**Work instruction**.
Carry on the essay about fiction that explores women's inner lives, starting after its last sentence.

**Passage shown**.
Back Talk
— Ariel Saramandi
In the past two years, we’ve been treated to fiction that brilliantly explores the hidden recesses of women’s minds, unarticulated sentiments, desires. Such fiction often works through the use of affect, metaphor, the surreal: I’m thinking of Carmen Maria Machado’s Her Body and Other Parties, and Sophie Mackintosh’s The Water Cure. In both texts, the surreal (and the mythical) exacerbate the experience of pain and desire as read on the page. In doing so, the reader feels, exactly, the true depths of such emotions—the stomach-clutching, lung-wheezing intensity of them. Feeling informed by knowledge of these experiences: in Machado’s story ‘The Husband Stitch’ for instance, we feel, we know the way men ask for more and more and forever more of us in a relationship, so much that our metaphorical head unravels.

**Extracted entries**.
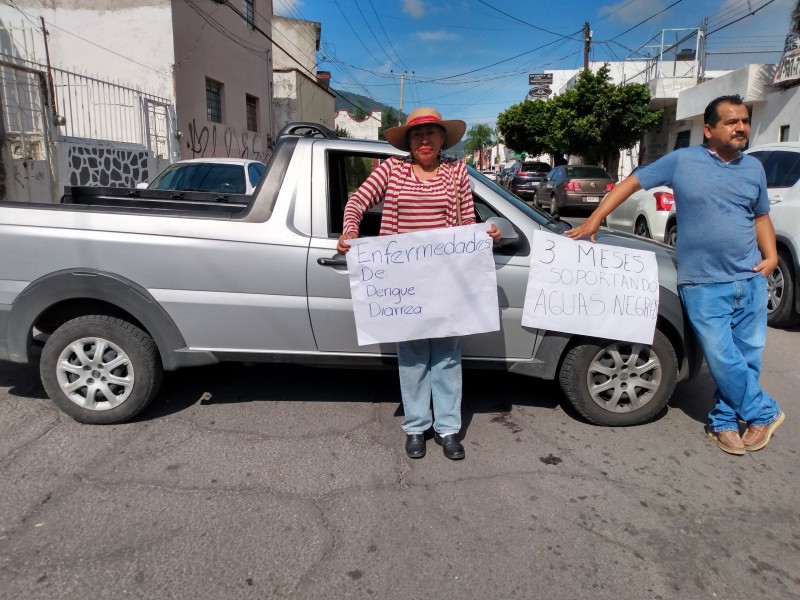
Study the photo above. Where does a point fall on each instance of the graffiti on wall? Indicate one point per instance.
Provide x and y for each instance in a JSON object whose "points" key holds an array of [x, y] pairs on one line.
{"points": [[106, 166], [222, 140]]}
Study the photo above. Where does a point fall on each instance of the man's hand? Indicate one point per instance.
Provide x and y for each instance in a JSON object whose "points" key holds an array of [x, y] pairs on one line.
{"points": [[588, 227], [765, 236], [342, 247], [766, 266], [614, 198]]}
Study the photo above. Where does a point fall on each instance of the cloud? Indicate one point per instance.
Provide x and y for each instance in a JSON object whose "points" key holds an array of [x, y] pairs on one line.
{"points": [[286, 8], [436, 36], [415, 8], [632, 11]]}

**Written response**.
Danielle Lazarin’s stories in Back Talk are all firmly anchored within our times. No magical realism or dystopia, just the magic of precisely uttering feeling into language. Lazarin’s talent is uncanny. Her prose is fluid, accessible, in the first person: it ‘clicks’ (to use David Foster Wallace’s term for good writing), gains momentum as it sweeps you along into uncomfortable places you’ve travelled to before (but of course, would rather not think about), to places you know but couldn’t quite describe. It’s a collection where you’re constantly saying to yourself yes, that’s it, that’s exactly it. It’s how it felt. It’s what I felt. There are no manic pixie dream girls here, none of the feminine stereotypes often found in (male-dominant) literature: Lazarin’s women are quiet and they desire, they feel power, fury. That ‘and’ has been sorely lacking in the literature we publish and revere for far too long. Her women are real, they are preoccupied by love and loss and relationships, they are (shock! horror!) domestic. How marvellous.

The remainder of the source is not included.